→ **Try it**:
Please filter the data down to the lines that include the word "wooden" and copy them.

→ **Listed records**:
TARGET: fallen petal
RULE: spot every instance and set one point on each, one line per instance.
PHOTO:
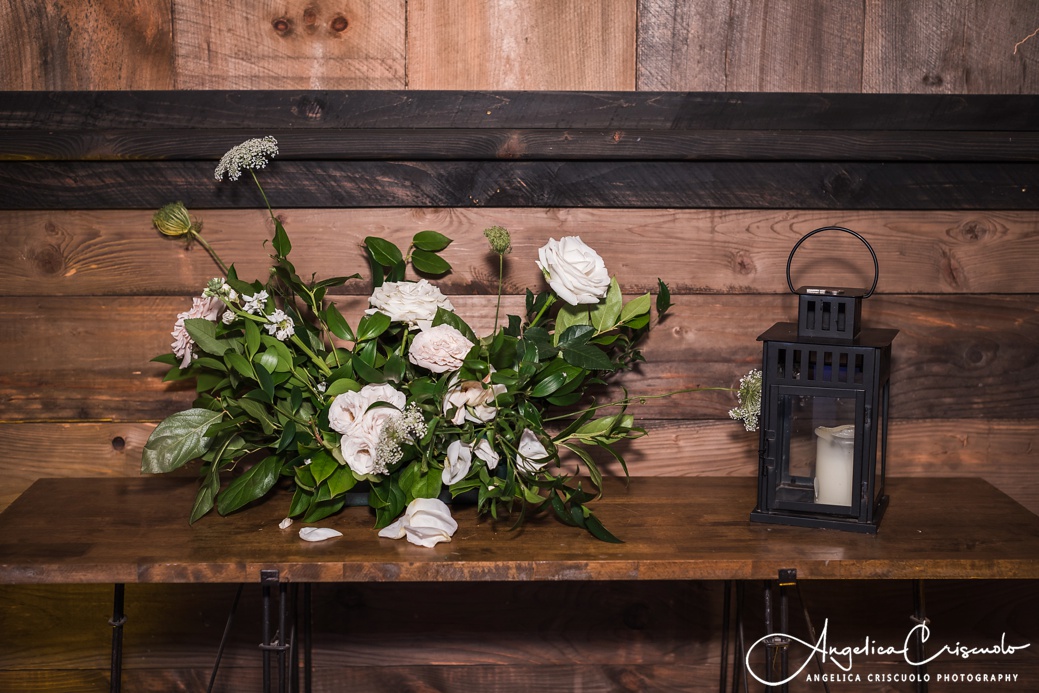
(318, 533)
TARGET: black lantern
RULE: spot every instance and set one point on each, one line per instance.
(824, 410)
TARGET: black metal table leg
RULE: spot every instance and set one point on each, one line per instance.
(920, 617)
(118, 618)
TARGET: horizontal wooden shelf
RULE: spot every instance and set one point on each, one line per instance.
(136, 531)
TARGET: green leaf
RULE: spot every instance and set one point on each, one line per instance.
(372, 325)
(383, 251)
(663, 297)
(341, 481)
(178, 440)
(448, 318)
(251, 338)
(429, 263)
(251, 485)
(342, 385)
(204, 334)
(604, 317)
(569, 316)
(430, 240)
(282, 244)
(322, 464)
(337, 323)
(587, 356)
(635, 308)
(240, 364)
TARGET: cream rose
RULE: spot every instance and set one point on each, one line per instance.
(457, 463)
(531, 455)
(362, 427)
(348, 409)
(426, 523)
(574, 270)
(472, 400)
(410, 302)
(438, 349)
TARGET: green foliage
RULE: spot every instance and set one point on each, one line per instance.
(276, 363)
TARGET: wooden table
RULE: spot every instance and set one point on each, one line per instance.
(135, 530)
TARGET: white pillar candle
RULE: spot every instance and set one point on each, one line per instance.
(834, 459)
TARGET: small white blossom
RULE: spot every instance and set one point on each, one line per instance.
(749, 397)
(255, 303)
(251, 154)
(281, 325)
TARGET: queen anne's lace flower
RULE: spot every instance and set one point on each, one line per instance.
(749, 397)
(249, 155)
(281, 325)
(256, 302)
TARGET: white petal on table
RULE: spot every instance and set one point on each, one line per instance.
(318, 533)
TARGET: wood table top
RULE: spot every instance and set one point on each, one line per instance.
(135, 530)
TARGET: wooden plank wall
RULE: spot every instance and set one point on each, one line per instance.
(88, 293)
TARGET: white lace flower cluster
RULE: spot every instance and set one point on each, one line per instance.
(749, 398)
(250, 155)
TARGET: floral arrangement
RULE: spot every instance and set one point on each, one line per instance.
(408, 402)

→ **Result of the task**:
TARGET: horizontal wooden shelf
TARGET: wooden table
TARGET: wooden plank wall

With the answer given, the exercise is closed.